About halfway through Amy Schumer’s breakout debut Trainwreck, her protagonist (also named Amy) explains to her sister that she’s terrified of falling for her romantic lead because, in her experience of dating, something always goes wrong. She hypothesises the following example:

“What if I, like, forget to flush the toilet? And there’s, like, a tampon in there. And not like a cute, like, ooh, it’s the last day, like a real tampon. I’m talking like a crime scene tampon, like, the Red Wedding, Game of Thrones, like a Quentin Tarantino Django, like, a real motherfucker of a tampon.”

If you’re a cis heterosexual male in the Entourage mould (or even if you’re not) this joke might have passed you by (or grossed you out). For 66% of Trainwreck’s opening weekend audience, it might have been a revelation. The workings of women’s bodies, both cis and trans, are hush-hush, swept under the cultural carpet unless it’s a fat joke or the souped-up body horror of Teeth. The default settings for heroines in Hollywood used to be things like Action Girl or Manic Pixie Dream Girl; Action Girl could smash her way through a hundred men and never break a sweat, never put a hair out of place, whilst Manic Pixie Dream Girl sweated stars and farted rainbows. Neither type of woman had any obvious bodily functions; only the myth of the male gaze, that their bodies never did anything unpleasant at all. Comedies (and films in general) don’t talk about periods or female body hair or having fat rolls unless it’s to insult us. What we get is that scene in Superbad.

Perhaps it’s an indication of the funny female revolution that Superbad‘s “Someone perioded on my fucking leg?” in 2007 has turned into Trainwreck‘s Red Wedding tampon in 2015, and all with the same producer at the helm, Judd Apatow. It’s a 180 on the butt of the joke: from woman as nameless, bloody monster to poking fun at how men can’t handle what we deal with all the time. In revenge for centuries of shaming, women filmmakers are examining their bodies in macrocosm, turning everything up to eleven. Just think; huge swathes of Pitch Perfect 2‘s plot centre on the public display of a vagina, where national affront is ramped up to purposefully absurd levels. Pitch Perfect‘s projectile vomiting and Bridesmaids‘ food poisoning scene don’t just put these ‘unfeminine’ functions on display; they shove them right in your face. Pandora’s box is open, and it’s full of bodily-fluid jokes.

### Data below

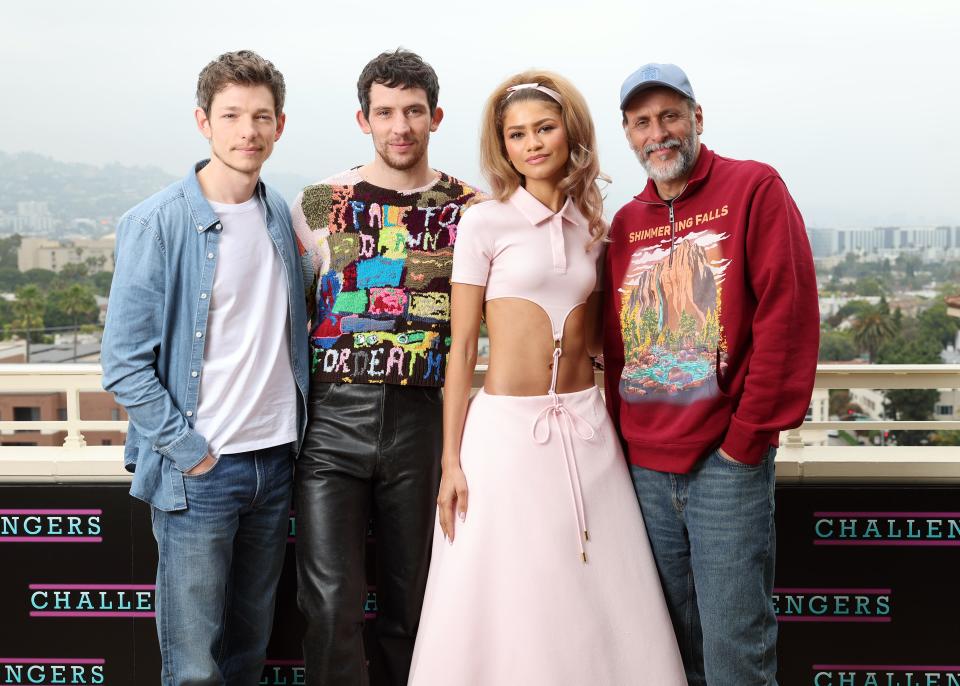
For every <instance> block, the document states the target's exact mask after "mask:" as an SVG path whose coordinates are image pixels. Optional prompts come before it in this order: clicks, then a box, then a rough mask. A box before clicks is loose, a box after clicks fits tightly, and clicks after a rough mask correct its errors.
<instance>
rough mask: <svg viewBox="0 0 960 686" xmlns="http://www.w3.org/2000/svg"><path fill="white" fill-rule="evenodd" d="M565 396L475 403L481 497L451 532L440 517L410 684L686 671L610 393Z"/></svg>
mask: <svg viewBox="0 0 960 686" xmlns="http://www.w3.org/2000/svg"><path fill="white" fill-rule="evenodd" d="M557 399H558V400H559V403H558V405H555V403H554V399H553V398H552V397H550V396H532V397H518V396H496V395H489V394H487V393H484V392H483V391H482V390H481V391H480V392H479V393H478V394H477V396H476V397H475V398H474V399H473V401H472V402H471V404H470V409H469V412H468V414H467V420H466V425H465V426H464V434H463V442H462V447H461V452H460V462H461V465H462V467H463V471H464V473H465V474H466V478H467V486H468V488H469V508H468V512H467V517H466V521H465V522H460V521H459V520H458V521H457V528H456V538H455V541H454V543H453V544H452V545H450V544H449V543H448V542H447V541H446V540H445V539H444V537H443V532H442V531H441V530H440V525H439V522H438V523H437V526H436V530H435V532H434V543H433V558H432V561H431V564H430V578H429V580H428V582H427V591H426V598H425V600H424V605H423V613H422V614H421V618H420V629H419V633H418V635H417V643H416V648H415V650H414V654H413V664H412V667H411V670H410V681H409V684H412V685H415V686H432V685H434V684H436V685H438V686H439V685H441V684H442V685H443V686H449V685H450V684H456V685H457V686H512V685H514V684H517V685H519V684H522V685H524V686H538V685H541V684H542V685H543V686H565V685H566V686H588V685H589V686H635V685H650V686H680V685H685V684H686V683H687V682H686V679H685V678H684V673H683V665H682V663H681V660H680V655H679V652H678V650H677V644H676V639H675V638H674V633H673V628H672V626H671V623H670V618H669V615H668V613H667V608H666V605H665V603H664V599H663V593H662V591H661V589H660V581H659V579H658V577H657V569H656V565H655V563H654V561H653V556H652V554H651V552H650V545H649V543H648V541H647V536H646V532H645V530H644V526H643V519H642V518H641V514H640V508H639V506H638V504H637V500H636V496H635V495H634V491H633V486H632V484H631V482H630V476H629V473H628V471H627V466H626V463H625V461H624V458H623V454H622V452H621V450H620V444H619V442H618V440H617V437H616V435H615V432H614V429H613V425H612V424H611V422H610V420H609V417H608V416H607V412H606V408H605V407H604V404H603V400H602V398H601V396H600V392H599V390H598V389H597V388H595V387H594V388H589V389H586V390H583V391H578V392H576V393H565V394H560V395H559V396H557ZM558 406H562V408H563V410H561V411H559V412H558V411H556V408H557V407H558ZM571 456H572V459H571ZM577 477H578V478H577ZM577 483H579V487H580V488H579V490H580V492H581V497H579V498H578V496H577V492H576V491H577V488H576V485H577ZM581 502H582V511H581V510H580V507H581ZM584 524H585V525H586V526H585V528H586V529H587V531H589V540H586V538H585V537H583V536H582V531H581V530H580V529H581V527H582V526H583V525H584ZM582 553H585V555H586V562H584V561H583V557H582Z"/></svg>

### Exercise instructions
**a)** Reproduce word for word the passage from the essay on bodily humor in comedies, starting with "Perhaps it’s an" and going on through "full of bodily-fluid jokes.".
**b)** According to the essay on bodily humor in comedies, which producer was at the helm of both Superbad and Trainwreck?
**c)** Write the next part of the essay on bodily humor in comedies, picking up after its final sentence.
The data is unrelated to the essay on bodily humor in comedies.

### Per-task outputs
**a)**
Perhaps it’s an indication of the funny female revolution that Superbad‘s “Someone perioded on my fucking leg?” in 2007 has turned into Trainwreck‘s Red Wedding tampon in 2015, and all with the same producer at the helm, Judd Apatow. It’s a 180 on the butt of the joke: from woman as nameless, bloody monster to poking fun at how men can’t handle what we deal with all the time. In revenge for centuries of shaming, women filmmakers are examining their bodies in macrocosm, turning everything up to eleven. Just think; huge swathes of Pitch Perfect 2‘s plot centre on the public display of a vagina, where national affront is ramped up to purposefully absurd levels. Pitch Perfect‘s projectile vomiting and Bridesmaids‘ food poisoning scene don’t just put these ‘unfeminine’ functions on display; they shove them right in your face. Pandora’s box is open, and it’s full of bodily-fluid jokes.

**b)** Judd Apatow

**c)**
This is recognisable humour for women, who rarely get to see their full physical selves on screen. For women, who have their bodies policed before they even start puberty, the personal is always the political; so is this new claim to physical comedy Hollywood feminism in action?

Bridesmaids 1

Courtesy of: Universal Pictures

It’s not now, nor ever will be, a simple answer. Starring, written, directed, produced by: however women are making films, there’s no automatic pass to ‘feminist comedy classic’, mostly because it’s too fluid and subjective a thing to measure; much like what’s funny, what’s feminist to you might not feel feminist to this writer or vice versa. Trainwreck forefronts white, heterosexual and affluent feminism and includes questionable jokes about subjects such as race which leave much to be desired and are too often overlooked.

There’s an overwhelming whiteness, cisness and heterosexuality to women’s big blockbuster comedies in general, with the same people popping up again and again (we’re looking at you, Kristen Wiig, even if we still love you). There are still many faces missing from Hollywood’s ever-expanding women-are-funny slate; emerging talents like Issa Rae, whose web series Awkward Black Girl won her an HBO pilot commission, are still waiting on Hollywood’s promises. Trans actors are beginning to make headway on television (with much focus on Laverne Cox and OitNB), yet Hollywood is still completely and counterintuitively passing over them for trans roles, comic or tragic. On top of Bridesmaids, The Heat, Tiny Furniture, Whip It, Girl Most Likely, The Duff and In a World… , we are still waiting for more films like Dear White People and the LGBTQ* comedies that haven’t even been produced yet; the feminist Hollywood revolution doesn’t climax just because an affluent white girl can talk about a tampon.

DWP 1

Courtesy of: Signature Entertainment

But it’s a start. You can still love what’s problematic, and quite apart from whether it’s feminist you can hate a comedy because it doesn’t make you laugh. The importance of films like Trainwreck, Whip It and Dear White People, forefronting women’s lives and varied experiences in a way that can give them just that, isn’t in the passing-down of feminist values or teachings from on high; it’s in having the opportunity to laugh at these films, these women, these jokes in the first place. It’s being able to shrug at the latest female-led comedy and walk away, because you know there’ll be another one around the corner.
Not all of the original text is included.